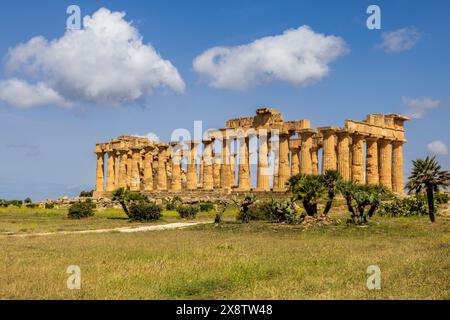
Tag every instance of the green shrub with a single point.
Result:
(173, 203)
(441, 198)
(144, 211)
(81, 210)
(188, 211)
(206, 206)
(86, 194)
(410, 206)
(49, 206)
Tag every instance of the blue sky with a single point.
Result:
(47, 150)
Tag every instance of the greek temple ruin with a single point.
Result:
(368, 151)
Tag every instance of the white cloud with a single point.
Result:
(23, 95)
(418, 107)
(400, 40)
(104, 63)
(438, 147)
(298, 56)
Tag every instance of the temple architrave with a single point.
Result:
(368, 151)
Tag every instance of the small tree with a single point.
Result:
(427, 174)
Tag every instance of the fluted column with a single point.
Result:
(358, 158)
(111, 171)
(284, 169)
(329, 159)
(162, 170)
(192, 167)
(344, 155)
(397, 170)
(123, 176)
(385, 151)
(295, 160)
(135, 176)
(225, 173)
(372, 176)
(208, 177)
(148, 171)
(100, 174)
(306, 155)
(263, 163)
(176, 169)
(244, 167)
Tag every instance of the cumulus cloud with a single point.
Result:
(104, 63)
(438, 147)
(298, 56)
(400, 40)
(418, 107)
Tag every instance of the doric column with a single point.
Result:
(263, 162)
(372, 176)
(162, 170)
(192, 167)
(208, 177)
(135, 174)
(295, 157)
(385, 151)
(148, 171)
(176, 168)
(397, 167)
(111, 171)
(123, 176)
(306, 159)
(244, 167)
(358, 158)
(329, 161)
(284, 169)
(344, 154)
(225, 173)
(100, 175)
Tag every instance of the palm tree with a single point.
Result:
(331, 180)
(427, 174)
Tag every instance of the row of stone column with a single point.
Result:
(141, 170)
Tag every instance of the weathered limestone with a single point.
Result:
(162, 170)
(329, 158)
(244, 166)
(135, 169)
(284, 167)
(294, 145)
(148, 171)
(263, 163)
(192, 167)
(138, 164)
(358, 158)
(111, 171)
(343, 154)
(225, 173)
(100, 176)
(372, 176)
(385, 151)
(306, 155)
(397, 169)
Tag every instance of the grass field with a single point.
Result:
(231, 261)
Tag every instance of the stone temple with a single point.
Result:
(368, 151)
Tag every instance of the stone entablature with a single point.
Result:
(138, 164)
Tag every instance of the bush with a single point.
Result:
(49, 206)
(86, 194)
(206, 206)
(173, 203)
(81, 210)
(144, 211)
(410, 206)
(441, 198)
(188, 211)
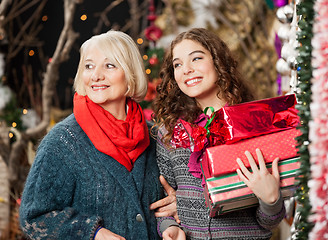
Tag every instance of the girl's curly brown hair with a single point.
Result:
•••••
WORK REQUEST
Restate the data exactly, though only from the line that contains "Tag every instance of the stone temple" through its last line, both ends included and with the pictures left out.

PROBLEM SOLUTION
Tag every instance of the stone temple with a single point.
Result:
(368, 151)
Tag every instance of the stone entablature with a single point.
Result:
(138, 164)
Tag every instance of the bush with a single point.
Result:
(49, 206)
(86, 194)
(206, 206)
(173, 203)
(81, 210)
(144, 211)
(410, 206)
(441, 198)
(188, 211)
Tag every instance of the girl's curly brown hair with a single point.
Result:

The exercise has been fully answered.